**Exercises**
1. In the chapter excerpt about Mansour Al-Nogaidan, what was the Bel-Jone?
2. Continue the chapter excerpt about Mansour Al-Nogaidan from the point where it stops.

**Excerpt provided**
<<<<

CHAPTER 17
“If the government will not act against the sins, what can we do to stop them?”
By November 1991, a few months after his abortive trip to meet Osama Bin Laden in Jeddah, this question was at the top of Mansour Al-Nogaidan’s agenda.
“Educating and counseling other people was no longer enough for me,” he remembers. “The world had become so polluted, I was coming to feel that I wanted to change reality itself.”
His new jihadi friends provided him with an answer as they sat and talked one evening in the Riyadh suburb of Al-Suwaydi.
“Tonight we have a mission,” they told him. “We’re going to burn down the Bel-Jone video shop, and we want you to join us.”
The Bel-Jone was Riyadh’s largest video store.
“I don’t have the courage,” Mansour told them bluntly. “And it is not correct.”

>>>>

**Extracted material**

<<<<

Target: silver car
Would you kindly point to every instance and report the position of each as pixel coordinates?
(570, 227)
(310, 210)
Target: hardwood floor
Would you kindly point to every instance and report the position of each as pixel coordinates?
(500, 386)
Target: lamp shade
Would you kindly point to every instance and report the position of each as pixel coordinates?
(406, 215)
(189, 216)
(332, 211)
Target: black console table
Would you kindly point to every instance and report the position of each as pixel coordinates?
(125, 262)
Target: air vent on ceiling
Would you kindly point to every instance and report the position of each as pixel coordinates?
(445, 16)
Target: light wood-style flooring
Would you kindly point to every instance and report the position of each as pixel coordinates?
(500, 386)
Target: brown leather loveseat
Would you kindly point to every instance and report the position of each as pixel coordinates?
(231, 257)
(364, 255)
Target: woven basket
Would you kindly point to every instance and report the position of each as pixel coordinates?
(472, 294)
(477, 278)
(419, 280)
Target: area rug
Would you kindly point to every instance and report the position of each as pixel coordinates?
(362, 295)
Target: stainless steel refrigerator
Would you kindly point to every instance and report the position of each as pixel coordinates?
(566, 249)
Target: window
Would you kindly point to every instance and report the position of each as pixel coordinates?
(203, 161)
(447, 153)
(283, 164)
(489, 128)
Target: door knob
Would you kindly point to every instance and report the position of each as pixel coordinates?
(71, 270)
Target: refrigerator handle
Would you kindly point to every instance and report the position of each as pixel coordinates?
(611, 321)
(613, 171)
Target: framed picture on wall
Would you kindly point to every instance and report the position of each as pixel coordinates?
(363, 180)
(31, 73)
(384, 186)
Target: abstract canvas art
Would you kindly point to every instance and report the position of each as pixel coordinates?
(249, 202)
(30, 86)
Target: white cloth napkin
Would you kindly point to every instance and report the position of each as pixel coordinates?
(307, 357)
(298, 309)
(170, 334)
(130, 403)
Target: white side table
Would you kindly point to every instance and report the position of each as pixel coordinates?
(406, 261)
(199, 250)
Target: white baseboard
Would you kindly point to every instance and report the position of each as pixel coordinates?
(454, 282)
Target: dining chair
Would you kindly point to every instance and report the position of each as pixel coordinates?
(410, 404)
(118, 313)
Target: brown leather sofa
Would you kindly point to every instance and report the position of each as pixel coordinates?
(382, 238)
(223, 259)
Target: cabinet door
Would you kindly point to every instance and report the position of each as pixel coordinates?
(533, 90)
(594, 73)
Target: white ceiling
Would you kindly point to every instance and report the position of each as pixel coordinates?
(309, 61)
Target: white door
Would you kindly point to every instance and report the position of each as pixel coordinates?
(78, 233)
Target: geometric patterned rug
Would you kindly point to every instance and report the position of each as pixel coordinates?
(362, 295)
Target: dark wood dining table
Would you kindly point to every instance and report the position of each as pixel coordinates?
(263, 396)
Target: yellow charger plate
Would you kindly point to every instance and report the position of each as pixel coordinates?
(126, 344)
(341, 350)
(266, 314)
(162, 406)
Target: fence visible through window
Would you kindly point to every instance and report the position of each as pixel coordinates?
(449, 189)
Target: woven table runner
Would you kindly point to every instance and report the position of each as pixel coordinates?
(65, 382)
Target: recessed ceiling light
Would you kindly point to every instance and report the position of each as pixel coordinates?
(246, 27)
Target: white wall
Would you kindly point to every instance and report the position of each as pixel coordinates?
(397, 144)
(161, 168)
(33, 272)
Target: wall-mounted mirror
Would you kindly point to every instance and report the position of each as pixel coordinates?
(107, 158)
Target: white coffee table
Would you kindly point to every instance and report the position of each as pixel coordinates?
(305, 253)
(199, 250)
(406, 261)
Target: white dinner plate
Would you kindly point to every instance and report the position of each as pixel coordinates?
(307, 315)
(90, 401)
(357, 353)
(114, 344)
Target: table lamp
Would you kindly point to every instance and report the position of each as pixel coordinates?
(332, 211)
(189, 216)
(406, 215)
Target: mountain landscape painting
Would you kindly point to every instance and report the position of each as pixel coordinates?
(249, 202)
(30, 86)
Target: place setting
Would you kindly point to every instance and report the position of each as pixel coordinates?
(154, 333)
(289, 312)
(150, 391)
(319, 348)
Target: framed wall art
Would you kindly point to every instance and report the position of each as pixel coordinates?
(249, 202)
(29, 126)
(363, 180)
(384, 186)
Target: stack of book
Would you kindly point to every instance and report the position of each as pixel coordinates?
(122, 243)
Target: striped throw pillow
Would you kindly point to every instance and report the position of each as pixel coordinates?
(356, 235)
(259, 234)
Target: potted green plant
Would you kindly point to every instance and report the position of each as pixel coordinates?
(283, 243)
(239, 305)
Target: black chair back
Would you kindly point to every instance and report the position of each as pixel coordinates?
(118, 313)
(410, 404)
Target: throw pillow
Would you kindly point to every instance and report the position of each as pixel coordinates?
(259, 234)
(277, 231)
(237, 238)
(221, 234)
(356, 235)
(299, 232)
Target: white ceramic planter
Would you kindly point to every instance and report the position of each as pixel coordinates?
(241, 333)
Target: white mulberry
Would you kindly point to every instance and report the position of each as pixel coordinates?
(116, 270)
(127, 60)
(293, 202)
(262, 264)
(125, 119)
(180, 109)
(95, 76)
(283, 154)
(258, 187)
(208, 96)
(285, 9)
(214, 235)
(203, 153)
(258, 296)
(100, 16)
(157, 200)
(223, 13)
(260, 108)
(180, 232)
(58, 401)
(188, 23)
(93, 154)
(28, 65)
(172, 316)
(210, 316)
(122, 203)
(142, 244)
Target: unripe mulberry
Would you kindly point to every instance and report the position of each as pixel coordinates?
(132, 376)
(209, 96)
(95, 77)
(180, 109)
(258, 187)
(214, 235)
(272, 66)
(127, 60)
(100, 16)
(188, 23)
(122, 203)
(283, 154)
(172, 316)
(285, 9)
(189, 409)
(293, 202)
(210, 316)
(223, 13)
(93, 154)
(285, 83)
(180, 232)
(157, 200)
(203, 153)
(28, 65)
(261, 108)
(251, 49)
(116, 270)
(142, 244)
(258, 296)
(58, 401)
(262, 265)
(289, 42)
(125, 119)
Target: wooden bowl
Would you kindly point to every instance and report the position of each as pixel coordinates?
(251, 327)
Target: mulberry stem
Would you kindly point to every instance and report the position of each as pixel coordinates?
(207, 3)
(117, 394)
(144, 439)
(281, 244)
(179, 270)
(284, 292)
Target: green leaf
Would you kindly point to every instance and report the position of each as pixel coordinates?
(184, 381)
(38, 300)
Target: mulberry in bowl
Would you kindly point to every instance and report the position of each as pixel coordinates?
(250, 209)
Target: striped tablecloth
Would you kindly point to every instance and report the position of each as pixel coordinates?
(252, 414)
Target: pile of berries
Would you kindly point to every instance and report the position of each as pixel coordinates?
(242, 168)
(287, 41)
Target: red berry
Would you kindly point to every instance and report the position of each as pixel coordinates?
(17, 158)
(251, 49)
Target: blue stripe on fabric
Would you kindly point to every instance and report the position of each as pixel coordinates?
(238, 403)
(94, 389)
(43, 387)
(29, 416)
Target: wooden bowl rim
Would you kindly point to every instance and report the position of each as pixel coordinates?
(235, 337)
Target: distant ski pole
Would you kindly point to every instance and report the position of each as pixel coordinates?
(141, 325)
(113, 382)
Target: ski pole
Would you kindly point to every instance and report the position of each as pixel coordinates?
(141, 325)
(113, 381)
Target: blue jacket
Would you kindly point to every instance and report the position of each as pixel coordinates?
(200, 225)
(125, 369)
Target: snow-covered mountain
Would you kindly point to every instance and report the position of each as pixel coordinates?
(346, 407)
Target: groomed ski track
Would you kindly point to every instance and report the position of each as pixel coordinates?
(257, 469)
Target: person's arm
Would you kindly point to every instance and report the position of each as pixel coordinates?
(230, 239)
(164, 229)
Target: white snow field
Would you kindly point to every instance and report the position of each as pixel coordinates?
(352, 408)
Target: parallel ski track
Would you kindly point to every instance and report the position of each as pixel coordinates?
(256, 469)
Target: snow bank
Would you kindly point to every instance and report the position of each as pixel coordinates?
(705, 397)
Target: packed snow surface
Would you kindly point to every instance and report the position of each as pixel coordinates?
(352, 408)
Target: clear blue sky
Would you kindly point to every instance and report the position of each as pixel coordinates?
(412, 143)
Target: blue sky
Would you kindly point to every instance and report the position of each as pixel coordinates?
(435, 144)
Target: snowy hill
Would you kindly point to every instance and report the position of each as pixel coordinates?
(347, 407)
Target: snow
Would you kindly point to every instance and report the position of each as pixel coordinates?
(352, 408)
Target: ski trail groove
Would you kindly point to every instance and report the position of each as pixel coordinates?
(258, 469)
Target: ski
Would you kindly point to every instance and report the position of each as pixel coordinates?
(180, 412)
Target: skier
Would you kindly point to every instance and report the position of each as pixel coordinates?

>>>>

**Answers to each task**
1. Riyadh's largest video store.

2.
His friends looked at one another, then looked back at him. They had been to the video store a few days earlier, they explained, and had tried to talk to the owner and “educate” him about the sinfulness of what he was doing. The man had not been receptive. So since their polite request to stop promoting evil had been refused, it was now their duty to promote the good. This could not be a sin. In advancing these arguments, they were observing the protocol of Islamic law on military attacks—the need for advance warning, discrimination in the selection of the target, and care to ensure that the planned punishment should match, and not exceed, the offense. They were inviting Mansour, in other words, to no casual act of violence, but to jihad—a carefully considered godly mission.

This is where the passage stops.